Aim of the exercise:
Using the passage on Manchuria's geography, answer these:
1. Control of which region amounts to control of Manchuria as a whole?
2. What must a force crossing the southern passes of the Grand Khingans first cross?
3. Which two avenues of approach across the Lesser Khingans are named?

Excerpt to read:
+--

Manchuria Geography
Militarily, the key to Manchuria is the central valley region. With its high population densities, its agricultural and industrial value, and its strategic position, control of the valley means control of Manchuria as a whole. Thus, defense of the central valley is a critical issue for any occupying power. In order to control any central valley, an occupying force must deny enemy access to the area by establishing adequate defenses in mountainous regions surrounding the central valley and by controlling potential avenues of approach.
The Grand Khingans could be crossed to the south through a number of narrow passes, but a force crossing these passes must first cross hundreds of kilometers of trackless desert waste. The actual height and slopes of the Grand Khingans do not prohibit military operations by mechanized forces. The major limiting factors are absence of good roads, lack of water, and rough terrain, which inhibits rapid movement. Two potential avenues of approach traverse the Lesser Khingans. The first, south and southwest from Sunwu, involves crossing hilly, wooded terrain on poor roads. The second, along the Sungari River by way of Chiamussu, involves mastery of swamplands, also traversed by poor roads. The Su'n'gari River, however, offers an excellent arena for amphibious advance.

+--

Dataset excerpt:

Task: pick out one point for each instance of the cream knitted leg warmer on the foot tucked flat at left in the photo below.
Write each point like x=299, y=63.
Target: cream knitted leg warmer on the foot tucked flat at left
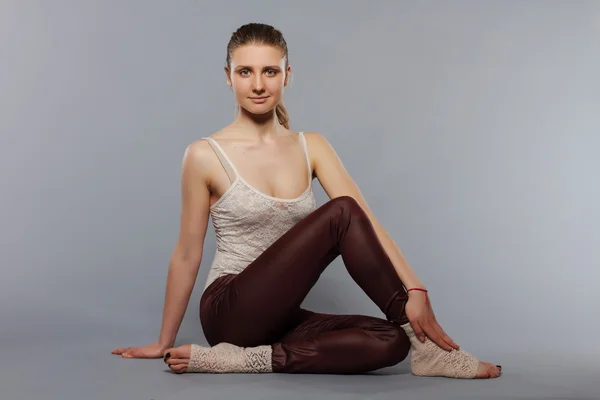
x=228, y=358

+--

Written answer:
1. The central valley region.
2. Hundreds of kilometers of trackless desert waste.
3. One runs south and southwest from Sunwu. The other follows the Sungari River by way of Chiamussu.